[Coordinate labeling data]
╔══

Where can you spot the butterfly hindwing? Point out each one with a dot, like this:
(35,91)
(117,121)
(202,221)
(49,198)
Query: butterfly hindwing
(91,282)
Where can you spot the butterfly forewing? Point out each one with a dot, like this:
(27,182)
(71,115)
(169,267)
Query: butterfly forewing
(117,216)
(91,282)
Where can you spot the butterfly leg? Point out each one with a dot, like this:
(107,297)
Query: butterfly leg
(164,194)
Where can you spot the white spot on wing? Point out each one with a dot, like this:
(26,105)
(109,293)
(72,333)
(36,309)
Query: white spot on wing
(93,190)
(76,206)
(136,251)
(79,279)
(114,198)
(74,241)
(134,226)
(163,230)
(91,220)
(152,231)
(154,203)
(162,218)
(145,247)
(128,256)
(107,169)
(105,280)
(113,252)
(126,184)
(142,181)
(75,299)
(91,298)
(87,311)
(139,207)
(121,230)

╚══

◆ The request: Please return the data above exactly as given.

◆ Response:
Where can you spot the butterfly hindwing? Point out each one with a dot, like this:
(35,91)
(117,121)
(202,221)
(49,198)
Query: butterfly hindwing
(91,282)
Where can you spot the butterfly forewing? Point out each one with a dot, like this:
(27,182)
(71,115)
(169,267)
Query: butterfly forewing
(117,216)
(91,282)
Where can you spot the butterfly leg? Point out each one with a dot, like this:
(107,297)
Query: butterfly leg
(164,194)
Where can you spot the white spot on wing? Point out each one with a dot, like this:
(26,105)
(109,293)
(72,333)
(36,309)
Query: white spot on wing
(93,190)
(76,206)
(136,251)
(79,279)
(114,198)
(74,241)
(134,226)
(163,230)
(91,220)
(152,231)
(154,203)
(162,218)
(145,247)
(128,256)
(107,169)
(105,280)
(113,252)
(126,184)
(142,181)
(75,299)
(91,298)
(87,311)
(139,207)
(121,230)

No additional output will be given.